> **YOUR OBJECTIVE**:
Copy out the stretch of the scanner assignment page from "CSE 40243 Fall" through "create a scanner.", word for word.

CSE 40243 Fall 2025

Compilers and Language Design Course at the University of Notre Dame

Scanner Assignment

Objectives

The objectives of this assignment are:

Overview

The first step in building a compiler is to create a scanner.

You will use the Flex Scanner Generator to construct a scanner generator for the B-minor Language. It is up to you to carefully read this document and decide what all of the token types are, and define them carefully using Flex regular expressions. Make sure that you define all reserved words, identifiers, operators, constants, statements, and any other program elements. If you think that the specification is not clear, be sure to ask for a clarification.

Make sure that you follow the general instructions for assignments, so that your work runs correctly on the student machines. We want you to have the benefit of using exactly the environment in which your work will be graded.

> **DATASET EXTRACT**:
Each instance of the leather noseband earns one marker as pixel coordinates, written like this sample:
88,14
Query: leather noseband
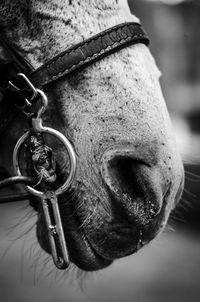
69,61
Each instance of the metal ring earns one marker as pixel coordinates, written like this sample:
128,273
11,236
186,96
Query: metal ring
70,151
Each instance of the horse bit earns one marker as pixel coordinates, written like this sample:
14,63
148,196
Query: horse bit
20,86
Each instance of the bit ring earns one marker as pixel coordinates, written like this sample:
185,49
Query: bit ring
68,147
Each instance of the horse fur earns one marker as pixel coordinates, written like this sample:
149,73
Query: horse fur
113,107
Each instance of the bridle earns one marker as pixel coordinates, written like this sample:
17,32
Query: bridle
20,86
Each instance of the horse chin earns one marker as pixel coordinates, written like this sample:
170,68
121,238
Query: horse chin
81,252
92,248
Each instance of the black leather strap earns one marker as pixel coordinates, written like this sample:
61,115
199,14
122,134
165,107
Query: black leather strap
66,63
88,51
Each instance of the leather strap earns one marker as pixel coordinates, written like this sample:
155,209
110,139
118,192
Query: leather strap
69,61
87,52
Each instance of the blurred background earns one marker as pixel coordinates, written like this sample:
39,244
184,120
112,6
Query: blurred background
169,268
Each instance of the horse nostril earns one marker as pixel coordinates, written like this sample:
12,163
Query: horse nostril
133,185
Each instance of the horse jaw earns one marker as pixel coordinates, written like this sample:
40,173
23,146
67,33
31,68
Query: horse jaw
116,117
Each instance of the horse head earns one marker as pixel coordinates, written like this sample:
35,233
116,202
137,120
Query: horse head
129,174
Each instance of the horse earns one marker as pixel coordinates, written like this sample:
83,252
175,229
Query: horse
129,173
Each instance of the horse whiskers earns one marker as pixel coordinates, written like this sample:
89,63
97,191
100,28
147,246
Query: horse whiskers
87,219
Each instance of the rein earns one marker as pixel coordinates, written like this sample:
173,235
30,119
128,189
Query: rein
20,87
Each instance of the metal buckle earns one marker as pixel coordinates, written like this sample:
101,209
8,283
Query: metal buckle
54,225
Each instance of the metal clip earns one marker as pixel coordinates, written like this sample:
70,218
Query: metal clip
54,224
55,231
27,103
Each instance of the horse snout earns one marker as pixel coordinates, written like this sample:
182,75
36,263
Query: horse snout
136,188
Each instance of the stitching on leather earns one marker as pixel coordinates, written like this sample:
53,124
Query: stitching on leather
119,43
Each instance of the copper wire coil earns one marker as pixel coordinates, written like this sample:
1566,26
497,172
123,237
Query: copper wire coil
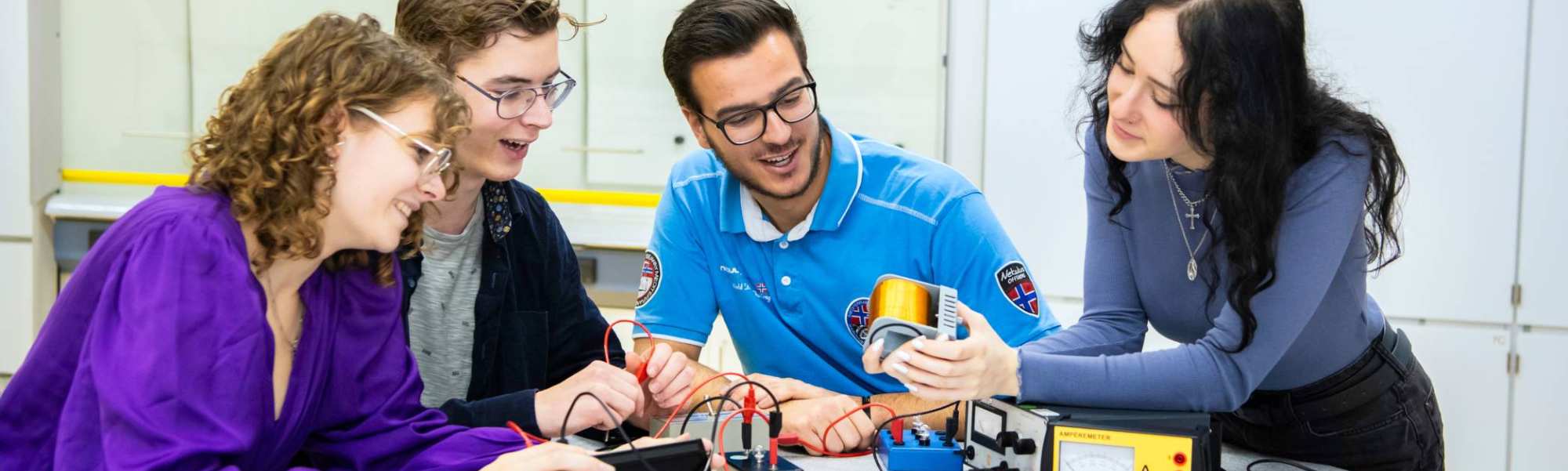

> **COMPLETE ANSWER**:
CSE 40243 Fall 2025

Compilers and Language Design Course at the University of Notre Dame

Scanner Assignment

Objectives

The objectives of this assignment are:

Overview

The first step in building a compiler is to create a scanner.